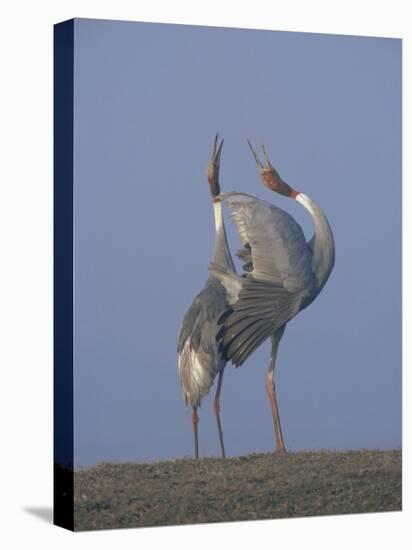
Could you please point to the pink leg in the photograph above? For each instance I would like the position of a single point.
(195, 422)
(271, 391)
(216, 408)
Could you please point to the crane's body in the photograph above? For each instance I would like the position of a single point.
(199, 359)
(233, 315)
(283, 274)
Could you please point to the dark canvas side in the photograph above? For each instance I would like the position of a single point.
(63, 274)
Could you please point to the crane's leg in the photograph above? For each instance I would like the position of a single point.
(216, 409)
(271, 391)
(195, 422)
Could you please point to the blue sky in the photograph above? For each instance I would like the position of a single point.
(148, 101)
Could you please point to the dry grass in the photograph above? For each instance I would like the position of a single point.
(251, 487)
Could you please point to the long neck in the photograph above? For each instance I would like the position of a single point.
(322, 244)
(222, 253)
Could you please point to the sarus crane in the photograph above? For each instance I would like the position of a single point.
(283, 274)
(199, 360)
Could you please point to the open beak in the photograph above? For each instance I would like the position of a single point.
(212, 169)
(269, 175)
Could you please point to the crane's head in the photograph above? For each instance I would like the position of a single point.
(270, 177)
(212, 169)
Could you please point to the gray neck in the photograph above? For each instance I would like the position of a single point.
(322, 243)
(222, 255)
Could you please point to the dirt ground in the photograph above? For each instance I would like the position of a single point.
(251, 487)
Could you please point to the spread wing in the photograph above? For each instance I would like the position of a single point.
(279, 279)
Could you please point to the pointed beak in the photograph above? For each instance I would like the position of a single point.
(212, 169)
(258, 163)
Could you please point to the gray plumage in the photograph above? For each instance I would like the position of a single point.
(199, 360)
(285, 273)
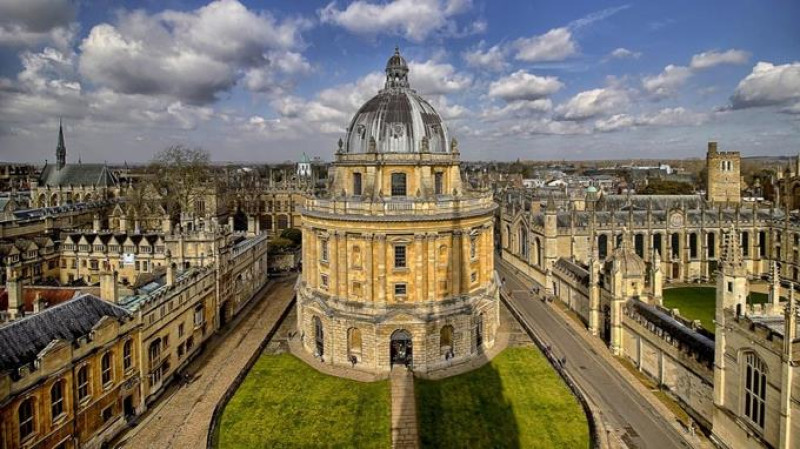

────

__Task directions__:
Return to the listing above and set it down exactly, leaving out its pictures.

__Written solution__:
Could you please point to the pink leg in the photograph above? For each instance I would like the position of a single point.
(195, 422)
(271, 391)
(216, 408)
Could you please point to the crane's body in the photograph above? For each instance I would like the position of a single point.
(199, 359)
(233, 315)
(283, 274)
Could you please point to the dark canvas side in the photograph above? For each instance I would like the position of a single point.
(63, 274)
Could you please point to the crane's leg in the photograph above? For each instance I would like the position of a single point.
(216, 409)
(271, 391)
(195, 422)
Could you please point to the blue sky in the photograph above? For each instance I would like the position of a single point.
(148, 101)
Could you please point to the dry grass in the photograph above? For each instance I would like the position of a single point.
(251, 487)
Could you please point to the long neck in the photograph above? For each instance I would like the position of a single point.
(322, 244)
(222, 253)
Could you please point to the sarus crane in the photograph above? For each instance I would like the position of a single point.
(283, 274)
(199, 360)
Could you please point to the open beak in the photograph above? For each instance I would like the position of a single point.
(212, 169)
(269, 175)
Could you please point to the crane's head in the photograph above? For each instance I would like the position of a single point.
(270, 177)
(212, 169)
Could you please point to the gray neck in the photograph above? For each instance I would like the position of a single point.
(322, 243)
(222, 255)
Could you please point to the dirt ground in the photograph above? For each instance I would like the position of a single point.
(251, 487)
Could you please point to the spread wing in the photograph above? For each instance I would like the position of a single point.
(279, 279)
Could you please point to the pointed beak in the photograph above? For each instance I would like the position of a single point.
(212, 169)
(258, 163)
Could you please point to the gray plumage in the photograph above? For each instance I would like the position of a single point.
(199, 360)
(285, 273)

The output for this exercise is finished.